Problem :: From the line with "Point to the gray" through the line with "Point to the man's arm.", inclusive, return each line of the data below exactly and leave the rest out.

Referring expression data
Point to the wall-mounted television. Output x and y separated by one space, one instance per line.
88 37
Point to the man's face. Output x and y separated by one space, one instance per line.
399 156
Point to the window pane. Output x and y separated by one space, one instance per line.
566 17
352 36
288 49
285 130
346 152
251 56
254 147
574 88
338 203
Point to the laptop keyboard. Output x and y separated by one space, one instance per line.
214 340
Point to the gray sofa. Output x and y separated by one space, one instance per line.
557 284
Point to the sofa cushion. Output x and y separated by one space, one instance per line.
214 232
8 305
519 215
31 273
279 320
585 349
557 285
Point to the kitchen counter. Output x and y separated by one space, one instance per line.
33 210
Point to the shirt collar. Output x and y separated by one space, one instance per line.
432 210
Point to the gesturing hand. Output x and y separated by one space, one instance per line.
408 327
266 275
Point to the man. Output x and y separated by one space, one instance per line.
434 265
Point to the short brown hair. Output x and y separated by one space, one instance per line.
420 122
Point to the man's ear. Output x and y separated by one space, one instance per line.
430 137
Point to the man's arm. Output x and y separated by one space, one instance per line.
---
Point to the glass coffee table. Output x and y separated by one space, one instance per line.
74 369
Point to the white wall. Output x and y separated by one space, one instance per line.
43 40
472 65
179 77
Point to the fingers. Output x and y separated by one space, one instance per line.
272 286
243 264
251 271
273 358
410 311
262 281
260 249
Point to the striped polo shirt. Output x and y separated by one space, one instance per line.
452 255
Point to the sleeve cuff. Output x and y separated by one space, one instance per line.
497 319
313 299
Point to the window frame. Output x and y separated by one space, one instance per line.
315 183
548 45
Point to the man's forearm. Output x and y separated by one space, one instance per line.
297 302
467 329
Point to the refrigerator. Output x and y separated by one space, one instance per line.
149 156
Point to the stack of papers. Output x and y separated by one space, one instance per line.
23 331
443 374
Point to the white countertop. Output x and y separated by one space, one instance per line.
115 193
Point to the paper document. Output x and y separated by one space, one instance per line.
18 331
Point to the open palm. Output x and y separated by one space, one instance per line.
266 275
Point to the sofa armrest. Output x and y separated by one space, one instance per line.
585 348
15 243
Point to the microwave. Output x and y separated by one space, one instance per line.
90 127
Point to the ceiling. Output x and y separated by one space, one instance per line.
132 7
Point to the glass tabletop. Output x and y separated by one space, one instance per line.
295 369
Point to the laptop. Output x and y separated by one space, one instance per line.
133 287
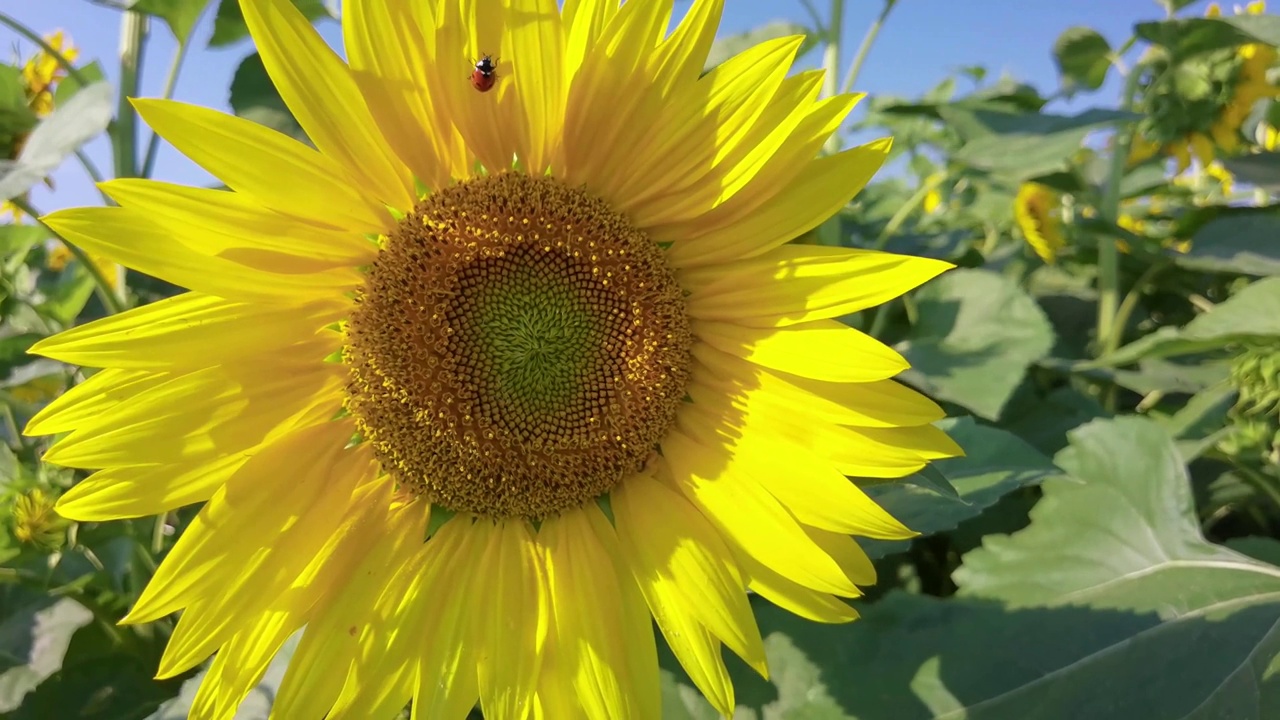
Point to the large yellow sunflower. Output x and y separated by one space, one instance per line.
* * *
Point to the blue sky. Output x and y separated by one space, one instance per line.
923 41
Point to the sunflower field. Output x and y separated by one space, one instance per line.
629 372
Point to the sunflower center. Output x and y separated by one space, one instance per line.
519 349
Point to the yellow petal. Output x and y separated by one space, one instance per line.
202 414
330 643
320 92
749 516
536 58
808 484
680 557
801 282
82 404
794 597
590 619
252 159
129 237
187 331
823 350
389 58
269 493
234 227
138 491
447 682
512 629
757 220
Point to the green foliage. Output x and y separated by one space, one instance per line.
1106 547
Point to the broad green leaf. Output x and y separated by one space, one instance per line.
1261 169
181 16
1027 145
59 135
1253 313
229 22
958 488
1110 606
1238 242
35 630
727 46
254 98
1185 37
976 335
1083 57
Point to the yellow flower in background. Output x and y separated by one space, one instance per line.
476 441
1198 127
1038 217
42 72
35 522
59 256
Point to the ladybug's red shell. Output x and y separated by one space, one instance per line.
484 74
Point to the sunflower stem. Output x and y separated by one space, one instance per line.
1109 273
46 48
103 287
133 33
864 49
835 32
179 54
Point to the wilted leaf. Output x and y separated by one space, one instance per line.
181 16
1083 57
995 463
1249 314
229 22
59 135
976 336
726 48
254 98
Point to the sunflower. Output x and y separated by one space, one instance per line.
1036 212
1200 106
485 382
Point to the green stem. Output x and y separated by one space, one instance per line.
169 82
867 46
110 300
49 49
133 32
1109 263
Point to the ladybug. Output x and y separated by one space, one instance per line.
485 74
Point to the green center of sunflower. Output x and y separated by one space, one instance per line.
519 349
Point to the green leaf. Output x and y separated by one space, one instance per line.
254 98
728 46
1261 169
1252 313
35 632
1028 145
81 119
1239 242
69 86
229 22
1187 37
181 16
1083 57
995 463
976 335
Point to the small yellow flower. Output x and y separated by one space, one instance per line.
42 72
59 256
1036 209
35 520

Exercise response ::
Point to the gray sofa. Output x and y separated by one space, one instance per line.
557 284
Point to the sofa cushion. Output x and y separated by one space, one instance per line.
214 232
8 305
519 215
31 273
279 320
585 349
557 285
Point to the kitchen counter. Output x and y separated by one space, one instance per line.
33 210
Point to the shirt collar. Output x and y separated by one space, one instance per line.
432 210
Point to the gesturing hand. Output x and y separated by one space, one instance per line.
408 327
266 275
Point to the man. Output x and y separated by one space, one instance per line.
434 265
Point to the short brown hair. Output x and y separated by one space, one instance per line.
420 122
Point to the man's ear. Output x and y separated by one space, one instance per line.
430 137
Point to the man's arm. Output x and y separated by one space, one instance per line.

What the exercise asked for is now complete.